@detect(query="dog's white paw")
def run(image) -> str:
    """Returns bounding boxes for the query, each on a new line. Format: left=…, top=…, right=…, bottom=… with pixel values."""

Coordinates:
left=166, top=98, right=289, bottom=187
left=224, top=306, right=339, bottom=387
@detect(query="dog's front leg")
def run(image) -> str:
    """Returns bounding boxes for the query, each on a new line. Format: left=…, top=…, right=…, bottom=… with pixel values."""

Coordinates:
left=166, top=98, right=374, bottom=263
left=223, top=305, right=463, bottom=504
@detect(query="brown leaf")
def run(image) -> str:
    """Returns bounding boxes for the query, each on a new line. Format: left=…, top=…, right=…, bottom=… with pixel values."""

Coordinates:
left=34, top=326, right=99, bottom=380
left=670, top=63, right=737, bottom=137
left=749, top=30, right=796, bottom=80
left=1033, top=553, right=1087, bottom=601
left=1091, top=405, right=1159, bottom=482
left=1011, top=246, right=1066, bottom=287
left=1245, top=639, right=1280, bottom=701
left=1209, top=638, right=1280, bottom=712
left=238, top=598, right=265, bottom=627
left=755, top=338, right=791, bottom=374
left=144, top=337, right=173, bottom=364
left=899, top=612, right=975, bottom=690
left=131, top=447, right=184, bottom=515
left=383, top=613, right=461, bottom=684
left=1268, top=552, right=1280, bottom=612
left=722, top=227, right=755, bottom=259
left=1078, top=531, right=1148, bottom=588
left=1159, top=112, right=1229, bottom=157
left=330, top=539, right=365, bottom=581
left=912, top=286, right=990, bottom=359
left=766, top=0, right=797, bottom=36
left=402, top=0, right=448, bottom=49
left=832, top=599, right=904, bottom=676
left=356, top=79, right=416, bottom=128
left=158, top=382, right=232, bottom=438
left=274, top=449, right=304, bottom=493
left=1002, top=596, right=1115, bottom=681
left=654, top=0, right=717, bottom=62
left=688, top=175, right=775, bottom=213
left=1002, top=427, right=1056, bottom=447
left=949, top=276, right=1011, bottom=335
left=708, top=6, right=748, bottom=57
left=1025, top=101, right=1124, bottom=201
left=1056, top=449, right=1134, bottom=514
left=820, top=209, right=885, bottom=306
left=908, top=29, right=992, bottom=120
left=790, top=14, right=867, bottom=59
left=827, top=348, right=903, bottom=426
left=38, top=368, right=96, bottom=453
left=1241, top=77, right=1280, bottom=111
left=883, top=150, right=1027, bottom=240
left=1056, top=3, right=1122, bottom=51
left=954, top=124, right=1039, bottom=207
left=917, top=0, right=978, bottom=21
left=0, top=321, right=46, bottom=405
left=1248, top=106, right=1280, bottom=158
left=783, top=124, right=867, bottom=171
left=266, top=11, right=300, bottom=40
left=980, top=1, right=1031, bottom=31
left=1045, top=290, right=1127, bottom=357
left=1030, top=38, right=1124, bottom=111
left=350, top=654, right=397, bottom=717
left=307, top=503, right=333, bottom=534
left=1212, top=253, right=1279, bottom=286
====
* _Work item_
Go through the data and copy every line that includes "detect".

* _Answer to the problem_
@detect(query="dog's white paw")
@detect(query="dog's front leg")
@detect(query="brown leaf")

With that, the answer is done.